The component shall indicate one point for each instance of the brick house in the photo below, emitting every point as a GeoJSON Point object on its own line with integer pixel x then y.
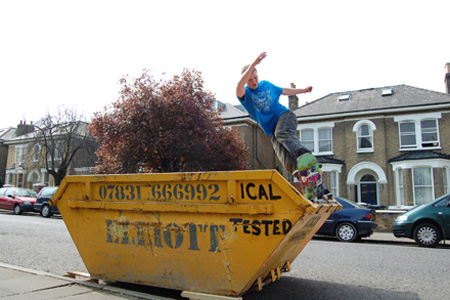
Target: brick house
{"type": "Point", "coordinates": [25, 166]}
{"type": "Point", "coordinates": [5, 135]}
{"type": "Point", "coordinates": [382, 146]}
{"type": "Point", "coordinates": [385, 146]}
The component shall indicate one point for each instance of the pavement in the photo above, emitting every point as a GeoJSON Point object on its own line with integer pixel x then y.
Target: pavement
{"type": "Point", "coordinates": [17, 283]}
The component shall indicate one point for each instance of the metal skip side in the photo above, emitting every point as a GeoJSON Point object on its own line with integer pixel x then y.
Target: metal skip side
{"type": "Point", "coordinates": [218, 233]}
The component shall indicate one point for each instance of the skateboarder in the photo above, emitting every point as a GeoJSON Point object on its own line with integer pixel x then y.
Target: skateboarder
{"type": "Point", "coordinates": [261, 100]}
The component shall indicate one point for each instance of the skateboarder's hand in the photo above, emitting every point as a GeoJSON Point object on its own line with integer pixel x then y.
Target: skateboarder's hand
{"type": "Point", "coordinates": [260, 58]}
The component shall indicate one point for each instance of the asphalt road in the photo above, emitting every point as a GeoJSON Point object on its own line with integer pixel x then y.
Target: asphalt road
{"type": "Point", "coordinates": [325, 269]}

• Exercise aim
Would you retype the listing above exactly, omitting its pictures?

• Written response
The component shall indicate one point for each instance of the brick house in the photo below, emitting every point as a GeoJSON Point object on its own line with integer pixel x then y.
Target: brick house
{"type": "Point", "coordinates": [25, 166]}
{"type": "Point", "coordinates": [5, 135]}
{"type": "Point", "coordinates": [382, 146]}
{"type": "Point", "coordinates": [385, 146]}
The component shall indicate one point for each instance of the pavement in the photo above, emitting every point as a GeoJSON Point object on its own line with integer pixel x then y.
Target: pavement
{"type": "Point", "coordinates": [17, 283]}
The component shall indicate one point for each instance of the metal skip side in the photo above, emitting every point as a GeoJSON Point object on its own line with integer pixel x then y.
Target: metal skip side
{"type": "Point", "coordinates": [218, 233]}
The component shall indicate one point for each instance of the skateboarder in the photo above, emitting every point as a GeoJSON Point object on its own line with integer pixel x then y.
Target: skateboarder
{"type": "Point", "coordinates": [261, 100]}
The component shall indicate one point for each instance of the skateboarder's hand in the photo above, emitting every point as a GeoJSON Point object on its own line with integer pixel x then y.
Target: skateboarder's hand
{"type": "Point", "coordinates": [260, 58]}
The component shall indicate one point for each instance of the asphalt road in the photo above, emitting every point as a GeoJSON Point object on its own line with integer pixel x then y.
Target: asphalt road
{"type": "Point", "coordinates": [325, 269]}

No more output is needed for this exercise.